Meeting Glauco feels like an adventure, as he wears many hats, he is passionate about his work as a head of Mental Health Unit of Hospital de Emergencias Villa El Salvador, but above all he is passionate about studying.
He has studied a master’s degree in Health Management, and is currently pursuing two more master’s degrees, one in Clinical Epidemiology and the other in Personality Disorders.
He is also trained and certified in Rational Emotive Behavior Therapy (REBT), Dialectical Behavior Therapy (DBT) and Transference Focused Therapy (TFP).
Dedicated to the study and treatment of complex patients
Glauco has dedicated almost his entire professional career to the study and treatment of complex patients. Along his path he met several years ago with “patients who had many problems, with chronic complications, various comorbidities and with whom the technical tools that I had did not work”. He began to search for evidence-based therapies in the literature and came across TFP. “That’s when I understood that there were more than just symptoms, there was a human side of the patients, I realized what it means to address and look at the entire identity of a person, their interpersonal difficulties and above all a way to understand and work with strong emotional crises of patients that I found very difficult to handle with other approaches”.

[Source data]
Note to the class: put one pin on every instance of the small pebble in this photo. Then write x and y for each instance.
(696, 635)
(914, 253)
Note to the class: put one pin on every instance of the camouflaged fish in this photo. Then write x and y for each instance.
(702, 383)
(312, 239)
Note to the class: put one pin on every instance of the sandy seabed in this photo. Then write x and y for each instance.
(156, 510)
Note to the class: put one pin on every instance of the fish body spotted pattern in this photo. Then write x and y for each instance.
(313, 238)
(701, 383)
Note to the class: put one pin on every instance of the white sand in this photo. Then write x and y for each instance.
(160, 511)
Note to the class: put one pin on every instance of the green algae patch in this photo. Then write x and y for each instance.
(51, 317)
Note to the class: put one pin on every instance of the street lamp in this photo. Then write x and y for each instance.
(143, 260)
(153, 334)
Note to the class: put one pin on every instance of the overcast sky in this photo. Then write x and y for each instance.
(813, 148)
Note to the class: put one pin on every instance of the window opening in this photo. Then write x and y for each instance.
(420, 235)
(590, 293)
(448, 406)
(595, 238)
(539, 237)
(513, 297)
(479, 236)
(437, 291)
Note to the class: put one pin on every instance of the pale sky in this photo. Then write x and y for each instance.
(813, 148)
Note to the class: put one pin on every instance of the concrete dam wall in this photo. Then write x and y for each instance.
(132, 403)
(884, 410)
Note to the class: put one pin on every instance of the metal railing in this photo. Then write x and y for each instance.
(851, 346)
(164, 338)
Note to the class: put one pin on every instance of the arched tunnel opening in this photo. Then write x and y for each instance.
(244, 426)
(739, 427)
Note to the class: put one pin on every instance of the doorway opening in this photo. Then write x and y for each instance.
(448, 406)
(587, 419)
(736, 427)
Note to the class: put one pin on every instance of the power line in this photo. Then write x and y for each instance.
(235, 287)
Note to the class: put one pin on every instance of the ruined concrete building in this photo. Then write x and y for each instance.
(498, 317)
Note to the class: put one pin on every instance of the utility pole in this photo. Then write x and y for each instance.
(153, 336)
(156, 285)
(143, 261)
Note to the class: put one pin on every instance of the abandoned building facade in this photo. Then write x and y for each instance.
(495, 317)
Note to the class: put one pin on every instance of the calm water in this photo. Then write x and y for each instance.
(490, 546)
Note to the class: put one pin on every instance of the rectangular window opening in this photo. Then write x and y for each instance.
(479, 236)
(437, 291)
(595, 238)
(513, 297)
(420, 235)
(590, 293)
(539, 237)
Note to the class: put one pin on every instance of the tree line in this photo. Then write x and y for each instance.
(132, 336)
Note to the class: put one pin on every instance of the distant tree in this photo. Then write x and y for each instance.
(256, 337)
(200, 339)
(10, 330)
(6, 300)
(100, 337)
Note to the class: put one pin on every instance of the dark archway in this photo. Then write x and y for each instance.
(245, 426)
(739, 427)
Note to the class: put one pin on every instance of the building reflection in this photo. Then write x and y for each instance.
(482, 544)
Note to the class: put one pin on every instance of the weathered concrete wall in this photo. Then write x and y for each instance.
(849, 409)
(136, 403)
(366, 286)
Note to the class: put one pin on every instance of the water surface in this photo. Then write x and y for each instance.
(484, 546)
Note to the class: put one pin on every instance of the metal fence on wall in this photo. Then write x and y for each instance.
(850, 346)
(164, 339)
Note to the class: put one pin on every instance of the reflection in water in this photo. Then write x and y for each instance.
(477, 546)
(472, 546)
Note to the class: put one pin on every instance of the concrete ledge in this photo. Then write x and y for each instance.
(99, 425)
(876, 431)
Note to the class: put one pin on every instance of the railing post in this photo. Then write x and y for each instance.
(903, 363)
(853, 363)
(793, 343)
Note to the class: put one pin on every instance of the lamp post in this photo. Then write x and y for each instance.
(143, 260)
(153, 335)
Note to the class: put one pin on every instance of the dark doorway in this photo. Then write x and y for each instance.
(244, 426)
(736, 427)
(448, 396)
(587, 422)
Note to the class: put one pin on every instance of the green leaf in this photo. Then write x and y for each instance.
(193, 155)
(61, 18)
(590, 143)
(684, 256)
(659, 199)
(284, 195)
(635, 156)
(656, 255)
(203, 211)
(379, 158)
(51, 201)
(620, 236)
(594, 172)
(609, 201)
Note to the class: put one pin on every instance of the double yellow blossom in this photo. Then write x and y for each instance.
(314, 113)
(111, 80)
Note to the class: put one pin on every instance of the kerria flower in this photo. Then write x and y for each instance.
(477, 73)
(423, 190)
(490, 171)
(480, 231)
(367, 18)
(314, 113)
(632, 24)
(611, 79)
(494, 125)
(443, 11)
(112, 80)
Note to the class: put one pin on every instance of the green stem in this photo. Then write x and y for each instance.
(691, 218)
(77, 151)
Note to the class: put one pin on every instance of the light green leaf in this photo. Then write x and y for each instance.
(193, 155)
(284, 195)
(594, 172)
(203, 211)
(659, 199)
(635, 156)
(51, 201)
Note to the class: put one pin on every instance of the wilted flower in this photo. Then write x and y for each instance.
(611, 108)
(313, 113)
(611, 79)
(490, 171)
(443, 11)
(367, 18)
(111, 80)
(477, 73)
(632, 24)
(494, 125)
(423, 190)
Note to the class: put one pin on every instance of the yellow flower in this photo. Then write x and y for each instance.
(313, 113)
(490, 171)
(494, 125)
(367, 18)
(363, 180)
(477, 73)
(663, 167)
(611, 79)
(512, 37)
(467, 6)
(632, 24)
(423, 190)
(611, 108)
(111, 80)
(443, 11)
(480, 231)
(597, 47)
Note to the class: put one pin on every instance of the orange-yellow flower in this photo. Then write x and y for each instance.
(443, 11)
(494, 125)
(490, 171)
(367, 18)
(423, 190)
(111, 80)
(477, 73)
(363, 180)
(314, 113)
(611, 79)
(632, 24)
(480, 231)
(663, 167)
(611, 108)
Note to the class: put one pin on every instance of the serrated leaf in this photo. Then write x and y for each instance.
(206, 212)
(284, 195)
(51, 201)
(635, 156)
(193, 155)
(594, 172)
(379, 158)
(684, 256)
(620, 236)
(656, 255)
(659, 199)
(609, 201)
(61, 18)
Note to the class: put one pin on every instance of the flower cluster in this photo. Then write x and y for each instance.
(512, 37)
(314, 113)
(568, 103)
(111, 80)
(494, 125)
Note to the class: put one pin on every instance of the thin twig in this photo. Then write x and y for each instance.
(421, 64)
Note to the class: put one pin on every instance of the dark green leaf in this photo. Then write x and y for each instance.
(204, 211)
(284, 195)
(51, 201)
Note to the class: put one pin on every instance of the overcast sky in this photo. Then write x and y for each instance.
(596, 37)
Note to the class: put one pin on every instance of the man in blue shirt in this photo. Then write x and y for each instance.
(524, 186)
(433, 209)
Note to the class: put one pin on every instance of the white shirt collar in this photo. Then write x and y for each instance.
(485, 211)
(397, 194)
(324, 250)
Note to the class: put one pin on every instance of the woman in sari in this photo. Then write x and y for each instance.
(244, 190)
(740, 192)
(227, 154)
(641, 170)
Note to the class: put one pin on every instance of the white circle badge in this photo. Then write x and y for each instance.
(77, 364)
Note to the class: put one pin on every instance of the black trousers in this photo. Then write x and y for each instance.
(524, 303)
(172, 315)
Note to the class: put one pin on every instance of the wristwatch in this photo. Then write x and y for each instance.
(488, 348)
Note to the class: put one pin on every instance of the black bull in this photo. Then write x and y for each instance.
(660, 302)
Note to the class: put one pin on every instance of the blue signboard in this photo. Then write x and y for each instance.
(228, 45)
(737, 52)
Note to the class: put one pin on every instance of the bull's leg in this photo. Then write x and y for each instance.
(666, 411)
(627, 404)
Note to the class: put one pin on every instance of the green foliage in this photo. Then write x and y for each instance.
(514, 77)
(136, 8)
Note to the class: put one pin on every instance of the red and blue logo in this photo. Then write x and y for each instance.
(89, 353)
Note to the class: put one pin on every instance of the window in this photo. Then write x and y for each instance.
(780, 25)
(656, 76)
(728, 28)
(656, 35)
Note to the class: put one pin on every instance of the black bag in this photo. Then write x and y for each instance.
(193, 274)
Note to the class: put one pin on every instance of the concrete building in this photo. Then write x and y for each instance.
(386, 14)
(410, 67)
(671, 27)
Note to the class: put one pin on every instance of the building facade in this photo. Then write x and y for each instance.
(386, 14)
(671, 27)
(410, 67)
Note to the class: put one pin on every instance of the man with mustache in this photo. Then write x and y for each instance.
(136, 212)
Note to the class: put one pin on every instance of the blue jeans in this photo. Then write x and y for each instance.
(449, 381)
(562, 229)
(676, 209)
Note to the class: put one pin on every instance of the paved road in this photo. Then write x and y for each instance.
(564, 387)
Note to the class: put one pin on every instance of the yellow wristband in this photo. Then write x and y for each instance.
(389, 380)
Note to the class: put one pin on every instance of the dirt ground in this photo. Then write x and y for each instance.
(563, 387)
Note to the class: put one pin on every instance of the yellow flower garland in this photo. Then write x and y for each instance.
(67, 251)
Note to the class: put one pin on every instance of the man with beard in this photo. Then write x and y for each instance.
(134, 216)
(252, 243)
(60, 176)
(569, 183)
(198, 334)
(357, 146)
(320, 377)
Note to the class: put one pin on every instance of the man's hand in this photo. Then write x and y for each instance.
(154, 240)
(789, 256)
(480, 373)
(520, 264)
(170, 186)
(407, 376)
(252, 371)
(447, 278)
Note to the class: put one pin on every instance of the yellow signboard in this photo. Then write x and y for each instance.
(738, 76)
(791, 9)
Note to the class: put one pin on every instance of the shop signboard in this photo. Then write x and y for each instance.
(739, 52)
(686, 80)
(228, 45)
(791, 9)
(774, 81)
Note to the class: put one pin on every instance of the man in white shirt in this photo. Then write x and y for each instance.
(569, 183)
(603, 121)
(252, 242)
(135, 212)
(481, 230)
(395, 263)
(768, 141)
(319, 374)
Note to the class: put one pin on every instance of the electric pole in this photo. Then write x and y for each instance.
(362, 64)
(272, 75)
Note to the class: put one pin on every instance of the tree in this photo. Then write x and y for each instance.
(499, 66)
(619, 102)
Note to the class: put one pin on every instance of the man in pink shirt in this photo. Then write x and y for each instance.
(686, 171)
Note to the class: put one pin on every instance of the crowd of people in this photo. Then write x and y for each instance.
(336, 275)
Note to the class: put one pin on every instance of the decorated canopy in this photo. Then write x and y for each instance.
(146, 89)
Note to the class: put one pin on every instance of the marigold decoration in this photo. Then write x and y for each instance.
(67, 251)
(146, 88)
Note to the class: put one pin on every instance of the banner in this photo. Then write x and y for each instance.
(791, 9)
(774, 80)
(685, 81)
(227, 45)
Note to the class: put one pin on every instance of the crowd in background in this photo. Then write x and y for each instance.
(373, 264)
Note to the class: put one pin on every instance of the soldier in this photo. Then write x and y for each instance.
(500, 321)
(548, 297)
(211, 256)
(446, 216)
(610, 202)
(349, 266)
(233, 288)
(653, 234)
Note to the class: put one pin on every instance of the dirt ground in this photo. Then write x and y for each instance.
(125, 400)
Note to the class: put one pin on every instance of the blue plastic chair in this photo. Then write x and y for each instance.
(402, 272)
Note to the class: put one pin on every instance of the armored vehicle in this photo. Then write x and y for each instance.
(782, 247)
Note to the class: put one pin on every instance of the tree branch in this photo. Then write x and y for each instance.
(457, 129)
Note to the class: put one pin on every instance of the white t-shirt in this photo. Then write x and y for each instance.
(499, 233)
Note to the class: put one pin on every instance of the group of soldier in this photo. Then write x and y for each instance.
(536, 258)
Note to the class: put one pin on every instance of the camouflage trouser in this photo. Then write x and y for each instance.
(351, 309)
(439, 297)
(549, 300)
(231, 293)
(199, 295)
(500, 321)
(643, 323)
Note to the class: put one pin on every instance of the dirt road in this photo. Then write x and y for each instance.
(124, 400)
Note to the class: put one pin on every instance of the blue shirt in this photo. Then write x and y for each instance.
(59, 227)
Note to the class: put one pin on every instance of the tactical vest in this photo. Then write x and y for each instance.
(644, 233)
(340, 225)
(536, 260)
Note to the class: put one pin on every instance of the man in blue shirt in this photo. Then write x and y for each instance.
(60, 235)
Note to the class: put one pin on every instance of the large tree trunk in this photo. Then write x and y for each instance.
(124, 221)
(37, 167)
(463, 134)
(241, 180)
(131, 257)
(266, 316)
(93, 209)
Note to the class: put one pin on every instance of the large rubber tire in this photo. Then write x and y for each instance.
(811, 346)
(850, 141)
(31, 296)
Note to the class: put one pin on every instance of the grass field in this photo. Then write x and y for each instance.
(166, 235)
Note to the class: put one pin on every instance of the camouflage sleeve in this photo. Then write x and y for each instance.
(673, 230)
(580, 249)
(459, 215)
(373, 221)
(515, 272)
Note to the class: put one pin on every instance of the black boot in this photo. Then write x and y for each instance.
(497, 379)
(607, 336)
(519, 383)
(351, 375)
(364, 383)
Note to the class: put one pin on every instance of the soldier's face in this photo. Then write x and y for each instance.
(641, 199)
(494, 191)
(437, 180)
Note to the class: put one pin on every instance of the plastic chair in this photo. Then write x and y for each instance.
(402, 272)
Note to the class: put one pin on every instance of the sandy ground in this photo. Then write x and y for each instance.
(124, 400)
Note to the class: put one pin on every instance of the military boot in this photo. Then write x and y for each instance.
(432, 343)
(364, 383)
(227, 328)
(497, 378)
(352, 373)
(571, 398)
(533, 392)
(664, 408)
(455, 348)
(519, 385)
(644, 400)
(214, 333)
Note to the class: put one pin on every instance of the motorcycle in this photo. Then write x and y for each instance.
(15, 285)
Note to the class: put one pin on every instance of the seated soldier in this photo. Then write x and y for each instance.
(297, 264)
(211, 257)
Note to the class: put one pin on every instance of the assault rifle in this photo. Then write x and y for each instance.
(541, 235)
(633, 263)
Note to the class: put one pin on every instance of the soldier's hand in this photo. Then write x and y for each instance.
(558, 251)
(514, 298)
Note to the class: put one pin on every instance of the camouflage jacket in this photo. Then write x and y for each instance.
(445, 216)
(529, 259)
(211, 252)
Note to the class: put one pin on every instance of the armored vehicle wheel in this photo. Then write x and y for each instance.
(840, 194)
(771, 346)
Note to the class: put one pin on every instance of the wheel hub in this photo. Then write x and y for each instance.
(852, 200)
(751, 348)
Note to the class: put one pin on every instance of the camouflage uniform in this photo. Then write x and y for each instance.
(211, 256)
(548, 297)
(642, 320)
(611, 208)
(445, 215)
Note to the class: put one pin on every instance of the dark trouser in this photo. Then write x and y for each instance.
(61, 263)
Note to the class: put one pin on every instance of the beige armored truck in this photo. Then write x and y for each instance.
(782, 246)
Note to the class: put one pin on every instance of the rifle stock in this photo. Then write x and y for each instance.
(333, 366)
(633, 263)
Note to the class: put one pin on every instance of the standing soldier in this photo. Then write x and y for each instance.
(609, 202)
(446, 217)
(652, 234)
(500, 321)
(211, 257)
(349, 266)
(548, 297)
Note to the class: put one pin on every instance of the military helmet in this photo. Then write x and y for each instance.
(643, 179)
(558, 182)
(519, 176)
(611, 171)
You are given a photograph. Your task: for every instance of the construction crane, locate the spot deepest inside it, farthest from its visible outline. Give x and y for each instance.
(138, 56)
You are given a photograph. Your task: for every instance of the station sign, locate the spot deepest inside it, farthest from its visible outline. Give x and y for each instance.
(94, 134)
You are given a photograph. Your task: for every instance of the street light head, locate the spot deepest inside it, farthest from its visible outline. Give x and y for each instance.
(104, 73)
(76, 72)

ABOUT THIS EXERCISE:
Can you pick up the profile of Glauco above and continue it after its last sentence?

RESPONSE TO THE TASK:
The discovery of TFP
In his search to find what would be useful to help his patients, he started finding articles by Dr. Otto Kernberg and Richard Hersh, among others. He was quickly struck by the emphasis of the therapeutic contract, highlighting that contracting not only “puts the patient first” but also provides great care and protection to the therapist as a person. This was new and very appealing for Glauco who decided to definitely dig deeper into the study of patients with personality pathology with TFP.
Glauco says that what he found most challenging about TFP has been the prejudice of some colleagues and the scientific community of his country, still focused on classical analytic techniques. “I see that as a therapy that still carries great stigma and this cannot be appealing to young therapists seeking training”. “Somehow”, Glauco says, “this stigma is passed on to patients. We cannot continue to work without diagnoses, without goals, without clarity of what is being done, wasting patients’ time and adding to their suffering. Our patients come with great fears and we must start by explaining to them what we do with clarity, we must start by making them lose their fear of this technique”.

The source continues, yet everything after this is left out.